Brief — Please repeat every line below exactly, from the first to the last.

Material provided —
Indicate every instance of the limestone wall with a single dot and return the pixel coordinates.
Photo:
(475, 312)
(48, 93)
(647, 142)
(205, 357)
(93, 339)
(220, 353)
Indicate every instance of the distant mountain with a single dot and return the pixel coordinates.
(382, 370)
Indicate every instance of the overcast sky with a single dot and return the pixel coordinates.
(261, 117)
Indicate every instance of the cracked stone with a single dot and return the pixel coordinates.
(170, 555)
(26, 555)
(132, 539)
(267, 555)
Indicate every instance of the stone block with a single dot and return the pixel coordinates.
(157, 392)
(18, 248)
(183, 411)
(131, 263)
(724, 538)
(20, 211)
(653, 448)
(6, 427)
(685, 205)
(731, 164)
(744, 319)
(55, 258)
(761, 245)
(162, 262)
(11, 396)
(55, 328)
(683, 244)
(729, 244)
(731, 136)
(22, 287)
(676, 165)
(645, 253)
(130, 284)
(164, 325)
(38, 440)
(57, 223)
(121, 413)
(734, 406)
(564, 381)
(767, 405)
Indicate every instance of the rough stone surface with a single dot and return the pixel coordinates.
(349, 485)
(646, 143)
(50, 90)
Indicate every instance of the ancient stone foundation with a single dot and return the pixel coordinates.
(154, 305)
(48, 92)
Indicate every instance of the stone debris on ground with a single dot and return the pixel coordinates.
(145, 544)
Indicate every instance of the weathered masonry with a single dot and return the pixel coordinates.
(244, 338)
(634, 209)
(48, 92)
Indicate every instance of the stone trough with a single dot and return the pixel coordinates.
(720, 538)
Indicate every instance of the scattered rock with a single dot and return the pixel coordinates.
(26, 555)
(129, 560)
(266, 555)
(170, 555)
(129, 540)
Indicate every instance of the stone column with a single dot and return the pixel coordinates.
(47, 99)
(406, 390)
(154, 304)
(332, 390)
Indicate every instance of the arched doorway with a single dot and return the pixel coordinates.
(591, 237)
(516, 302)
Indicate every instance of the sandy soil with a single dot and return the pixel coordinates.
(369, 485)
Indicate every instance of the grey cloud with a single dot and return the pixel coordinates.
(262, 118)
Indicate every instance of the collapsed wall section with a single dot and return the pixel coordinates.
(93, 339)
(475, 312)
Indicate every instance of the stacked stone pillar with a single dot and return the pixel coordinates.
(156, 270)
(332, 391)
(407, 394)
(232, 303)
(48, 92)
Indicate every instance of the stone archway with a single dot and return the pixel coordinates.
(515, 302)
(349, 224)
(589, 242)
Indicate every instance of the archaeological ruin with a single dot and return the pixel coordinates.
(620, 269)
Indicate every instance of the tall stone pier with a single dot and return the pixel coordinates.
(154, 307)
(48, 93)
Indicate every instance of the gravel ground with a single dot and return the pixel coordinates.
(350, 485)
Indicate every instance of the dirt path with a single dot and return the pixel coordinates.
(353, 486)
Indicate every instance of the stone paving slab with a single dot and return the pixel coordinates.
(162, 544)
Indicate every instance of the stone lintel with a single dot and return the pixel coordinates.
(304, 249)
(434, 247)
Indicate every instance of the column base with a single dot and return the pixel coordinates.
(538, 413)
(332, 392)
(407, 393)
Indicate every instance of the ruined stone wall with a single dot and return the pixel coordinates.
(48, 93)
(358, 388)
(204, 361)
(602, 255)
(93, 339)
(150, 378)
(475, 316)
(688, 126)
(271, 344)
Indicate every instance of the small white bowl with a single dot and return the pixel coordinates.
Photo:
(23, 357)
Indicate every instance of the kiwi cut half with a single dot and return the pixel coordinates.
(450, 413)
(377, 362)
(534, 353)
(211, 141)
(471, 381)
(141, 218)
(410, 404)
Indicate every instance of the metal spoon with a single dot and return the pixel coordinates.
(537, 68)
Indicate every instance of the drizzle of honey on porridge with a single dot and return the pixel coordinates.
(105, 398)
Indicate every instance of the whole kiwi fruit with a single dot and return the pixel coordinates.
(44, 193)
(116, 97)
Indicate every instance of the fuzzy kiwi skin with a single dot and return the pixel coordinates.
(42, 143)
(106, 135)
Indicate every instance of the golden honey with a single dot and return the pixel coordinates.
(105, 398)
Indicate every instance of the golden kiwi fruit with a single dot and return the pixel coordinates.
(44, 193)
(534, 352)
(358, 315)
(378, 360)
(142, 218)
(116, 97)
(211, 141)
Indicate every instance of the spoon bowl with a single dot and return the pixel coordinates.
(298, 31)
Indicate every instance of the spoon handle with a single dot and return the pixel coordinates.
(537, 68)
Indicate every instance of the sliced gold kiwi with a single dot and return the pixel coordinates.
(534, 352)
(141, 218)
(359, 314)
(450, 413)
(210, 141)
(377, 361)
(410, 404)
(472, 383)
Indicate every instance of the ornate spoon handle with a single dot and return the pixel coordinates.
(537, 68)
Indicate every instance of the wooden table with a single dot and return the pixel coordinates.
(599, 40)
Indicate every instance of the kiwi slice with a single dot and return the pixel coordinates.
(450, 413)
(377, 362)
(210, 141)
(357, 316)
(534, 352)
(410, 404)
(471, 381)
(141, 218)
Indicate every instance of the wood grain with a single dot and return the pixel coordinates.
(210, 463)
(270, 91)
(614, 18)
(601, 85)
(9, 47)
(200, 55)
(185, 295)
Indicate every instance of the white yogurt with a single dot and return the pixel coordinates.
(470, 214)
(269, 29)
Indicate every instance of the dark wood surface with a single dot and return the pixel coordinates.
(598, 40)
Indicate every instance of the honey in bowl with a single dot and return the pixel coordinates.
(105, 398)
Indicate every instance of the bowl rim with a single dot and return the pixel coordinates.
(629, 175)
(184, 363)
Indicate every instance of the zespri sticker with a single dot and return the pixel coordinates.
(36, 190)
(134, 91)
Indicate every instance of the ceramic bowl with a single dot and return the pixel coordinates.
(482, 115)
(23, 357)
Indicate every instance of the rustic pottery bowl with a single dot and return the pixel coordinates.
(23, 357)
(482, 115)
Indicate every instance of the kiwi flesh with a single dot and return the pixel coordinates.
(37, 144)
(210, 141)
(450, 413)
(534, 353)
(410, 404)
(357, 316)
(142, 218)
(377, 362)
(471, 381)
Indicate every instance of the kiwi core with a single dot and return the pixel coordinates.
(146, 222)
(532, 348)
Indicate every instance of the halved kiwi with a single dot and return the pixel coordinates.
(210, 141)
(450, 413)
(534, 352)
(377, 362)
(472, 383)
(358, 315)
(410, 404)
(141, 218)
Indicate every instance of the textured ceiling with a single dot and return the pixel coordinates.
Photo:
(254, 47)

Solved problem —
Indicate every instance of the limestone wall with a single dot and return the pixel coordinates.
Photo:
(475, 312)
(48, 93)
(647, 142)
(205, 357)
(93, 339)
(220, 353)
Indicate every instance of the distant mountain with a single dot and return the pixel coordinates.
(382, 370)
Indicate every instance of the overcast sky with a single dot and return the pixel coordinates.
(261, 117)
Indicate every instance of the cracked stone with a single dot and return the pixel coordinates.
(170, 555)
(26, 555)
(132, 539)
(267, 555)
Indicate every instance of the stone block with a single dot and return the pixel coordinates.
(157, 392)
(18, 248)
(183, 411)
(131, 263)
(724, 538)
(20, 211)
(653, 448)
(6, 427)
(685, 205)
(731, 164)
(744, 319)
(55, 258)
(761, 245)
(162, 262)
(11, 396)
(55, 328)
(683, 244)
(729, 244)
(731, 136)
(22, 287)
(676, 165)
(645, 253)
(130, 284)
(164, 325)
(38, 440)
(57, 223)
(121, 413)
(734, 406)
(564, 381)
(767, 405)
Indicate every instance of the rough stone surface with a single dot and return the pixel coordinates.
(349, 485)
(646, 143)
(50, 90)
Indicate every instance of the ancient stone foundation with a single dot and return the pixel coordinates.
(154, 305)
(48, 92)
Indicate every instance of the stone debris on ground with a single dot and return the pixel coordinates.
(145, 544)
Indicate every instance of the weathered masonry with a single dot and return the pixel coordinates.
(244, 338)
(634, 209)
(48, 92)
Indicate every instance of the stone trough with a single dot and return the pixel coordinates.
(720, 538)
Indicate every instance of the scattered rock with a single dot and return the pixel coordinates.
(26, 555)
(129, 560)
(266, 555)
(170, 555)
(129, 540)
Indicate every instance of the stone column with a single dot and return the pixel coordinates.
(47, 99)
(406, 390)
(154, 304)
(332, 390)
Indicate every instance of the arched doorway with a single dot and return the pixel coordinates.
(591, 237)
(516, 302)
Indicate every instance of the sandy soil with a single dot and return the pixel coordinates.
(369, 485)
Indicate every instance of the grey cloud with a single dot and return the pixel coordinates.
(262, 118)
Indicate every instance of the collapsed wall section with a single dot and return the pixel coordinates.
(93, 339)
(475, 312)
Indicate every instance of the stacked stone pillar with a single dot and return the pixel coordinates.
(156, 270)
(332, 391)
(407, 394)
(232, 303)
(48, 92)
Indicate every instance of the stone archway with a single dot and return the pixel coordinates.
(515, 302)
(349, 224)
(589, 242)
Indicate every instance of the archaeological ruin with a single dot and return the pixel coordinates.
(620, 269)
Indicate every instance of the tall stone pier with a single dot and return the pixel coordinates.
(154, 307)
(48, 93)
Indicate every instance of the gravel ground with a single dot and return the pixel coordinates.
(350, 485)
Indicate every instance of the dirt path with a single dot and return the pixel coordinates.
(353, 486)
Indicate every instance of the stone paving slab with a single dot and return the pixel coordinates.
(162, 544)
Indicate every instance of the stone lintel with a single dot and return the pixel coordinates.
(304, 249)
(434, 247)
Indicate every instance of the column base with a single dot and return the pixel coordinates.
(538, 413)
(332, 392)
(407, 393)
Indicate every instance of the ruined stone wall with a single dot and return the pixel coordinates.
(48, 93)
(358, 388)
(204, 361)
(602, 255)
(93, 339)
(150, 378)
(475, 316)
(688, 126)
(271, 344)
Indicate every instance of the small white bowl with a single dot and return the pixel coordinates.
Photo:
(23, 357)
Indicate every instance of the kiwi cut half with a single dot and return the pixel coordinates.
(450, 413)
(377, 362)
(534, 353)
(211, 141)
(471, 381)
(141, 218)
(410, 404)
Indicate every instance of the metal spoon with a single dot and return the pixel coordinates.
(537, 68)
Indicate every instance of the drizzle of honey on porridge with a single dot and return the pixel coordinates.
(105, 398)
Indicate every instance of the whole kiwi fruit with a single dot and return the pixel coordinates.
(44, 193)
(116, 97)
Indicate every instance of the fuzzy kiwi skin with a single dot and return the pixel coordinates.
(42, 143)
(106, 135)
Indicate every instance of the golden honey with a single dot and return the pixel coordinates.
(105, 398)
Indicate every instance of the golden kiwi fruit with a single dot and return the pixel coordinates.
(44, 193)
(534, 352)
(358, 315)
(378, 360)
(142, 218)
(116, 97)
(211, 141)
Indicate every instance of the spoon bowl with a single dot and return the pixel coordinates.
(298, 31)
Indicate every instance of the spoon handle with a single dot and return the pixel coordinates.
(537, 68)
Indicate every instance of the sliced gold kiwi with a single dot and return the pixel coordinates.
(534, 352)
(141, 218)
(359, 314)
(450, 413)
(210, 141)
(377, 361)
(410, 404)
(472, 383)
Indicate every instance of the ornate spoon handle with a single dot and return the pixel coordinates.
(537, 68)
Indicate every instance of the wooden table with a single dot and return the pixel coordinates.
(599, 40)
Indicate every instance of the kiwi slice with a single dot and return the pixel coordinates.
(450, 413)
(377, 362)
(210, 141)
(357, 316)
(534, 352)
(410, 404)
(471, 381)
(141, 218)
Indicate every instance of the wood grain with a single dot and return the pixel coordinates.
(210, 463)
(270, 91)
(614, 18)
(601, 85)
(9, 47)
(200, 55)
(185, 295)
Indicate every instance of the white yogurt with a single dot and return the pixel coordinates.
(470, 214)
(269, 29)
Indicate every instance of the dark wood surface with a single dot and return the pixel coordinates.
(598, 40)
Indicate every instance of the honey in bowl with a single dot and return the pixel coordinates.
(105, 398)
Indicate every instance of the bowl rim with a single dot and return the pixel coordinates.
(629, 175)
(184, 363)
Indicate every instance of the zespri sticker with a single dot and return the pixel coordinates.
(36, 190)
(134, 91)
Indicate every instance of the ceramic bowl with a single dot and return the pixel coordinates.
(482, 115)
(23, 357)
Indicate every instance of the rustic pottery bowl with a single dot and return the pixel coordinates.
(23, 357)
(482, 115)
Indicate every instance of the kiwi flesh with a single dot and return the pixel coordinates.
(37, 144)
(210, 141)
(450, 413)
(534, 353)
(410, 404)
(357, 316)
(142, 218)
(377, 362)
(471, 381)
Indicate every instance of the kiwi core with a single dot and return the pixel coordinates.
(146, 222)
(532, 348)
Indicate every instance of the halved kiwi with a single dot and return the pixel coordinates.
(210, 141)
(450, 413)
(534, 352)
(377, 362)
(472, 383)
(358, 315)
(410, 404)
(141, 218)
Indicate every instance of the textured ceiling with a single dot and return the pixel coordinates.
Photo:
(254, 47)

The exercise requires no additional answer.